| WHAT THE TASK ASKS |
Every line from the line containing "131L299 133L297 127L280" through the final line below is to be repeated exactly; no other line is.

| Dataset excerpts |

┄┄┄┄┄┄┄┄┄┄┄┄┄┄┄┄┄┄┄┄

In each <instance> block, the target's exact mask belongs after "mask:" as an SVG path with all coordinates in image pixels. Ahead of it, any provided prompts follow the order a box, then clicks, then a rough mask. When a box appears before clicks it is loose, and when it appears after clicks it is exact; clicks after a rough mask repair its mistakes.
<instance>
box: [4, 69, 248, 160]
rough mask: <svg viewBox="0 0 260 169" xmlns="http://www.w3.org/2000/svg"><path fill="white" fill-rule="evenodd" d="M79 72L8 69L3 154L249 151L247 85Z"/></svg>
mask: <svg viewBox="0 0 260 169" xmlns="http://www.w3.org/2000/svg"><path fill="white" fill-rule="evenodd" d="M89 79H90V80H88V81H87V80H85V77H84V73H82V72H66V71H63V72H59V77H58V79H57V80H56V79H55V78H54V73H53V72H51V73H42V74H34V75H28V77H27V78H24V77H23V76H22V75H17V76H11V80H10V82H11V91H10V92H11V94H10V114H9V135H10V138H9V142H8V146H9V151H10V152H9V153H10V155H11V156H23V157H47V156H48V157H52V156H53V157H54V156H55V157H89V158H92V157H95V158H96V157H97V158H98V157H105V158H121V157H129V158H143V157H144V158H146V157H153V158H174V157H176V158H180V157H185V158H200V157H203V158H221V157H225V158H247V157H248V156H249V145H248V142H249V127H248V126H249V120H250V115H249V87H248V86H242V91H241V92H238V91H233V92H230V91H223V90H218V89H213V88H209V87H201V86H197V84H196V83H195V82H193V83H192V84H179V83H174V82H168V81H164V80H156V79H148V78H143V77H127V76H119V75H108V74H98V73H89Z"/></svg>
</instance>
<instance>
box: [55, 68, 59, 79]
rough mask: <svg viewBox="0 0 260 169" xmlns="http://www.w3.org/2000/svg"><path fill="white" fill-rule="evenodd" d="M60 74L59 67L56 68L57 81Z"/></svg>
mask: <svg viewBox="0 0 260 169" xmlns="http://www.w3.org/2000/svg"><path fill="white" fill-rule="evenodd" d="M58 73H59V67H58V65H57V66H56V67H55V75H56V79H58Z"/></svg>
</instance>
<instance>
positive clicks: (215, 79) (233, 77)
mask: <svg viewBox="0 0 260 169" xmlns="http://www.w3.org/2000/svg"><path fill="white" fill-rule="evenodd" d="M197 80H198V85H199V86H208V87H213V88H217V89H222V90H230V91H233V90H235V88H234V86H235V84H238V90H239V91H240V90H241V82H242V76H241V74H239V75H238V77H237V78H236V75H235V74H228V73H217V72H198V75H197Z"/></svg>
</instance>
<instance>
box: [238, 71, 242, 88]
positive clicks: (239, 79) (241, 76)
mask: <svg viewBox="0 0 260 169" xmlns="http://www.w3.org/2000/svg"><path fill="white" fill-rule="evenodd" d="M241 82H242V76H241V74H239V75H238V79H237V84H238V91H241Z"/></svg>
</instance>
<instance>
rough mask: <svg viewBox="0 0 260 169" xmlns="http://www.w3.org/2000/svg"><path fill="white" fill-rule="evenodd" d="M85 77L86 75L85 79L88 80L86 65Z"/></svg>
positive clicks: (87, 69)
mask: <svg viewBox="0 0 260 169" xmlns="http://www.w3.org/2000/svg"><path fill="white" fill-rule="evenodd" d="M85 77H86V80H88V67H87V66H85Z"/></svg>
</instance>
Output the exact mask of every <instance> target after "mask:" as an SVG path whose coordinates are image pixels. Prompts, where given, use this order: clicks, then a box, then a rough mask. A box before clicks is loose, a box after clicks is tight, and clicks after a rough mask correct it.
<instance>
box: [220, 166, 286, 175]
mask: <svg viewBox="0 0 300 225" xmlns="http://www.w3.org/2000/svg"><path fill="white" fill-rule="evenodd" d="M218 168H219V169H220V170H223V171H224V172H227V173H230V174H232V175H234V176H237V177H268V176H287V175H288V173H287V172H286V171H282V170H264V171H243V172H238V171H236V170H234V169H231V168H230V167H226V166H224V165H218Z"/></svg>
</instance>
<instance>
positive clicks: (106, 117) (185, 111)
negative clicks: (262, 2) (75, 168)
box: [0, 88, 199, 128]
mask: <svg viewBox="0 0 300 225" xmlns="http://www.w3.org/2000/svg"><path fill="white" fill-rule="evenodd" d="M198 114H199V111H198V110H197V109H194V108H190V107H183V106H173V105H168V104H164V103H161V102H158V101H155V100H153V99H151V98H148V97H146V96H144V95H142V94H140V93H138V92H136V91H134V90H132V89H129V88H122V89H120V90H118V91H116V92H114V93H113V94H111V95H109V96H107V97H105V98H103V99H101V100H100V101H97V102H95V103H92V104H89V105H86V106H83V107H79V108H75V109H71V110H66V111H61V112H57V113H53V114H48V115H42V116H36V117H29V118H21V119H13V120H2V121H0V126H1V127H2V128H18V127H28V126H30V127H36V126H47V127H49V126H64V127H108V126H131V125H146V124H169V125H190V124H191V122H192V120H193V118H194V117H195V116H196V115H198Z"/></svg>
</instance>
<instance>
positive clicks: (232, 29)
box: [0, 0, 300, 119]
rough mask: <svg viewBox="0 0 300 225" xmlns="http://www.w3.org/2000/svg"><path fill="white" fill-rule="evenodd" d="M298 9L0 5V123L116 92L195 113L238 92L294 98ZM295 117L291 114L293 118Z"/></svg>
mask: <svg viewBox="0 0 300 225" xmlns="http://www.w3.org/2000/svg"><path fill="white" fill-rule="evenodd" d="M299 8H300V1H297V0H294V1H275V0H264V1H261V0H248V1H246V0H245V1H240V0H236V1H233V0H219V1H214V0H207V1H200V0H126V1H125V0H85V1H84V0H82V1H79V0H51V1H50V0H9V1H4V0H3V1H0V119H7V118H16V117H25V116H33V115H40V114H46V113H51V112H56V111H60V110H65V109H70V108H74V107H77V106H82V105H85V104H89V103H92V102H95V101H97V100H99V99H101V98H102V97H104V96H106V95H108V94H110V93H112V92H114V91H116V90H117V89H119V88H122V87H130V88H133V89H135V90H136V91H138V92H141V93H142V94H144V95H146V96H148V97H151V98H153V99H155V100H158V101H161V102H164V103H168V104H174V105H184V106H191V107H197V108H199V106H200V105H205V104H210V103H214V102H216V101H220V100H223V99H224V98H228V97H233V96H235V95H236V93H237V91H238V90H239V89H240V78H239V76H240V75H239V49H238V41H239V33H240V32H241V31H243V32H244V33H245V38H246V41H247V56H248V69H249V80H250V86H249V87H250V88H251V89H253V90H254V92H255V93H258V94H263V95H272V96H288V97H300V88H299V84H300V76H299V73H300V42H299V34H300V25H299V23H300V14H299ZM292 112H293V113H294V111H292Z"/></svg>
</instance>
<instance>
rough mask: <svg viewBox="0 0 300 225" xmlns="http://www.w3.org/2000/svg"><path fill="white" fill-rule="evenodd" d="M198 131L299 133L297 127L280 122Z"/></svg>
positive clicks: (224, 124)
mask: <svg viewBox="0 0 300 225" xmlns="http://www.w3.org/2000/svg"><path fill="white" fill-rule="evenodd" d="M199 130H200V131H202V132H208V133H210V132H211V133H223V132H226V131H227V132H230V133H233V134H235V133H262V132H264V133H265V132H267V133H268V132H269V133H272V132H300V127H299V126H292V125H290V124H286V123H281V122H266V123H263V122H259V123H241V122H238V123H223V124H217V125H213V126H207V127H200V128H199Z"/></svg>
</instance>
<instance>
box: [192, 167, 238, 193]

┄┄┄┄┄┄┄┄┄┄┄┄┄┄┄┄┄┄┄┄

| SOLUTION TO THE PROBLEM |
rough mask: <svg viewBox="0 0 300 225" xmlns="http://www.w3.org/2000/svg"><path fill="white" fill-rule="evenodd" d="M198 131L299 133L297 127L280 122Z"/></svg>
positive clicks: (224, 124)
mask: <svg viewBox="0 0 300 225" xmlns="http://www.w3.org/2000/svg"><path fill="white" fill-rule="evenodd" d="M199 130H200V131H202V132H208V133H210V132H211V133H223V132H226V131H227V132H230V133H233V134H235V133H262V132H264V133H265V132H267V133H268V132H269V133H272V132H300V127H299V126H292V125H290V124H286V123H281V122H266V123H263V122H259V123H241V122H238V123H223V124H217V125H213V126H207V127H200V128H199Z"/></svg>
</instance>
<instance>
box: [192, 167, 238, 193]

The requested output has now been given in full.